_Exercise aim_
Report each line from the entries in which "clicks" can be found.
Material for this task below:
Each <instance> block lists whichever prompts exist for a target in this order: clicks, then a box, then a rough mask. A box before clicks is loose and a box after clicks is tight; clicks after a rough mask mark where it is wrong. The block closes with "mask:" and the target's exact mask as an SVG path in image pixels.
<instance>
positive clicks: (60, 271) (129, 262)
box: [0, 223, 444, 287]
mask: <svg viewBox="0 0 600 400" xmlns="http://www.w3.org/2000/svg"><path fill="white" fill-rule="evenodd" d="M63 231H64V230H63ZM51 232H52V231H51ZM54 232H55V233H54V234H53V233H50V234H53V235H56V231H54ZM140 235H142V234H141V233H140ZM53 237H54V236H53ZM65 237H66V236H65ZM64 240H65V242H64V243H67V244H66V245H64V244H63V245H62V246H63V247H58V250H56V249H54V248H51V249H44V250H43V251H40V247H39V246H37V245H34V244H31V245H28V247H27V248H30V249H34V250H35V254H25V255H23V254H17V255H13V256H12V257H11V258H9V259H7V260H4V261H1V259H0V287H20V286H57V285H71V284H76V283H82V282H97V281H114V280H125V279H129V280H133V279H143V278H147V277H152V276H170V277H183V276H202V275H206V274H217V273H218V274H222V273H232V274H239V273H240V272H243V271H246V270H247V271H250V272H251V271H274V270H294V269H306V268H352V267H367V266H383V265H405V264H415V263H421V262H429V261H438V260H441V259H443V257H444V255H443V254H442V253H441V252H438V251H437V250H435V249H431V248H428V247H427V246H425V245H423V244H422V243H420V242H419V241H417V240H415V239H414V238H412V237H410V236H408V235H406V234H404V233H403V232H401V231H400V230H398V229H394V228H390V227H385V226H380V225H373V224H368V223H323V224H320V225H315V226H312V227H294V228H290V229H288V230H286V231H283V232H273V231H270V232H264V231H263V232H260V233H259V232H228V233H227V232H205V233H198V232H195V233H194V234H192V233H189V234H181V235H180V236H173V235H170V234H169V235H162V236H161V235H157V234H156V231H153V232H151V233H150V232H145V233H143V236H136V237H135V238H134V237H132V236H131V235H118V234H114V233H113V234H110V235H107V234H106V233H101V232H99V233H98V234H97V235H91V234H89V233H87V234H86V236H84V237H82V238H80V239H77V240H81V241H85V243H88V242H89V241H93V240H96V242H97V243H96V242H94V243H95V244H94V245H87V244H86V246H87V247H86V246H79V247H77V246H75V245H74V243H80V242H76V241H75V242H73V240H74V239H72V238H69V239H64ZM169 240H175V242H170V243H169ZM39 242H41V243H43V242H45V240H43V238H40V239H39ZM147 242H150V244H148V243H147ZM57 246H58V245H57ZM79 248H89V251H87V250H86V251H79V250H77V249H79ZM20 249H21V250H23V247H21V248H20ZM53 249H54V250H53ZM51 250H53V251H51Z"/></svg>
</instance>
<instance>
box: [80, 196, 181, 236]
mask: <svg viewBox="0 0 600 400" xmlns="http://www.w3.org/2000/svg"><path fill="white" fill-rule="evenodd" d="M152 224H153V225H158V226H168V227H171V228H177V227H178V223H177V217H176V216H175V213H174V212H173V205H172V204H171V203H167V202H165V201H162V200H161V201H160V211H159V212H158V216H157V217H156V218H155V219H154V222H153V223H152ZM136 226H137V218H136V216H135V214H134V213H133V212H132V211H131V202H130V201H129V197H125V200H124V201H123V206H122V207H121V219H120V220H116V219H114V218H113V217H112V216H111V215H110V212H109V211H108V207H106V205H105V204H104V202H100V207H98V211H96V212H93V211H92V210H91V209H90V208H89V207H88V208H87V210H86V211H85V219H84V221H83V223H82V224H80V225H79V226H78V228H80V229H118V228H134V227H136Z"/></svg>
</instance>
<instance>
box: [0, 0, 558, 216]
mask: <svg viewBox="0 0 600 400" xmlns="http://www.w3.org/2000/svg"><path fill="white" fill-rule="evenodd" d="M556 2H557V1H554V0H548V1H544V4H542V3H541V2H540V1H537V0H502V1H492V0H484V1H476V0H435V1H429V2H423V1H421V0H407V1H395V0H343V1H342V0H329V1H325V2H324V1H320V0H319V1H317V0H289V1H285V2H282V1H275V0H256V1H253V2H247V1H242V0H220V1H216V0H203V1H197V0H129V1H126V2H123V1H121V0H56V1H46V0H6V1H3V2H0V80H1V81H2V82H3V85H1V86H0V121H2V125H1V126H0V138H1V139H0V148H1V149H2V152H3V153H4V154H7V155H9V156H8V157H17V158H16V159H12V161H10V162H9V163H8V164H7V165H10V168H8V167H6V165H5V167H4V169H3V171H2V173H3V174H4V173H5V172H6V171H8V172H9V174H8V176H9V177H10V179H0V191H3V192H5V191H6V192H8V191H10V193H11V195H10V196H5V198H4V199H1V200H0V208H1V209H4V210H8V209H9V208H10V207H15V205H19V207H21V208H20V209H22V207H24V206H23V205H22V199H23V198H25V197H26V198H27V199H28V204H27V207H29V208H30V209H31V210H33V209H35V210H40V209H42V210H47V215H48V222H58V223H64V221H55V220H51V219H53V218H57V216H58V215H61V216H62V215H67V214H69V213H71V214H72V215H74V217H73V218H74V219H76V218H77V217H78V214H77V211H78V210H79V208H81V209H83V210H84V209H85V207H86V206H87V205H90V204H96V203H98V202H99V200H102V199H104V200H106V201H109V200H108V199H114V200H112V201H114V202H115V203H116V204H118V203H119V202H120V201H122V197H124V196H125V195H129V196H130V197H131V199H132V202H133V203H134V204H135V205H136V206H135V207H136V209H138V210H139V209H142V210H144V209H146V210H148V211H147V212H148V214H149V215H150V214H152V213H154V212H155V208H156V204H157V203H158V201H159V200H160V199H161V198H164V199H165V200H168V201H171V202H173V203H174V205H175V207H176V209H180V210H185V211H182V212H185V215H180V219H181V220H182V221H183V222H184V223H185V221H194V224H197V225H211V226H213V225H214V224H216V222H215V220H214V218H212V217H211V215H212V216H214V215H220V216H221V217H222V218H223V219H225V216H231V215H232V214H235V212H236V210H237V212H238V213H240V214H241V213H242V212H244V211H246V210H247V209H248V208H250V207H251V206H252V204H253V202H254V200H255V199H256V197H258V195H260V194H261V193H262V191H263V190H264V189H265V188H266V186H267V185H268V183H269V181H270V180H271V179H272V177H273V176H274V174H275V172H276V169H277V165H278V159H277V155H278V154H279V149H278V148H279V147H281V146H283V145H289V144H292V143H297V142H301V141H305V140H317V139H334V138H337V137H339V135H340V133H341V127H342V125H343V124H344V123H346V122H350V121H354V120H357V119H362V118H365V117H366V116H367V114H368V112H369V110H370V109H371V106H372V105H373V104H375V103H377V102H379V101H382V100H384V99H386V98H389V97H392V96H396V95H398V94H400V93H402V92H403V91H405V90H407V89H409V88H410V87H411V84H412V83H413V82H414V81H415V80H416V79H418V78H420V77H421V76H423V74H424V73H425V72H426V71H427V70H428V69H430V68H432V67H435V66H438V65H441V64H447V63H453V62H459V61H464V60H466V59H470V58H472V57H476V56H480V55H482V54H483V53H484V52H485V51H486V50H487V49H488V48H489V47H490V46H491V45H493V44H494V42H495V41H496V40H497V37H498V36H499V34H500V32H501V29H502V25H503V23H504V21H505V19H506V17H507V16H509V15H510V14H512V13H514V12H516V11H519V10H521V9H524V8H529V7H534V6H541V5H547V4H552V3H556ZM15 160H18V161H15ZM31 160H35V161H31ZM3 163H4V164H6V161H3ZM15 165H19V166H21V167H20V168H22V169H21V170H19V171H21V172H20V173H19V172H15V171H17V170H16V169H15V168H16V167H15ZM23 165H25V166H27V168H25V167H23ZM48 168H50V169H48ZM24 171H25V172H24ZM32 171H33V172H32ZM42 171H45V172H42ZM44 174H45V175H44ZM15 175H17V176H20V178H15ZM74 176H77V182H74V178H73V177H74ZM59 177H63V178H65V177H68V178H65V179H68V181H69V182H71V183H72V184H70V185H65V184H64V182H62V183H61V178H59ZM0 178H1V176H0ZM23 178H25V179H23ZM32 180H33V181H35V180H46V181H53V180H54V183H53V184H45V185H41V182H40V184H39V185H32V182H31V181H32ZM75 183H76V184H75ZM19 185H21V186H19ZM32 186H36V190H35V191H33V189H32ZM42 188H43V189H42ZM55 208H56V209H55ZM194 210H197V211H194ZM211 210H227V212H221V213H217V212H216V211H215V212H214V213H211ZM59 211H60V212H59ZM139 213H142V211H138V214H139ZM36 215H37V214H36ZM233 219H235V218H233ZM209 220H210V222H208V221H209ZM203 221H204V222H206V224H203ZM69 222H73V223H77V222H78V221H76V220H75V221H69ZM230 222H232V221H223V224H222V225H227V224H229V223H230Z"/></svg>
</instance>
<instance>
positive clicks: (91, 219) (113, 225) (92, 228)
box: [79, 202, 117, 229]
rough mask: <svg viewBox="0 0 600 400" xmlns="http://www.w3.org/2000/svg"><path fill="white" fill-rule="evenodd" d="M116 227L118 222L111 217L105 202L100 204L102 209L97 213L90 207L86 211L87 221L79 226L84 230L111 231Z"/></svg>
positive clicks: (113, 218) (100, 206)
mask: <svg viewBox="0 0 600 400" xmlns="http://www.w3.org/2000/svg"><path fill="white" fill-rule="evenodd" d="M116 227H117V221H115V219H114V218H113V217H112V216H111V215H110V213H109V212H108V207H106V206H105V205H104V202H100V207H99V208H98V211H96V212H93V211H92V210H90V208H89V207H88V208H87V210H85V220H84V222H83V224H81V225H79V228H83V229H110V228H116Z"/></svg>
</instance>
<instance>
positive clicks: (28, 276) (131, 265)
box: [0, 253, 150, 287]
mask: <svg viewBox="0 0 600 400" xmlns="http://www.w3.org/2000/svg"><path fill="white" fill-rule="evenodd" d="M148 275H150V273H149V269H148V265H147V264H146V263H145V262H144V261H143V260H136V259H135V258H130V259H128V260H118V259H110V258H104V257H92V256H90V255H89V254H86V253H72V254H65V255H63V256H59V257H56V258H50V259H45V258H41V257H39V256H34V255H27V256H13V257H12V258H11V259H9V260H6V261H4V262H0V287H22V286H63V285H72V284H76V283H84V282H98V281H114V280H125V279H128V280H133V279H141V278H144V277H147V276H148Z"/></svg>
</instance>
End of Material for this task.
_Output_
Each <instance> block lists whichever prompts exist for a target in this order: clicks, then a box, then a rough mask. A box before clicks is loose and a box after clicks is tight; clicks after a rough mask mark where it is wrong. The block closes with "mask:" and the target's exact mask as an SVG path in image pixels.
positive clicks: (60, 271) (129, 262)
positive clicks: (91, 219) (113, 225) (92, 228)
positive clicks: (113, 218) (100, 206)
positive clicks: (28, 276) (131, 265)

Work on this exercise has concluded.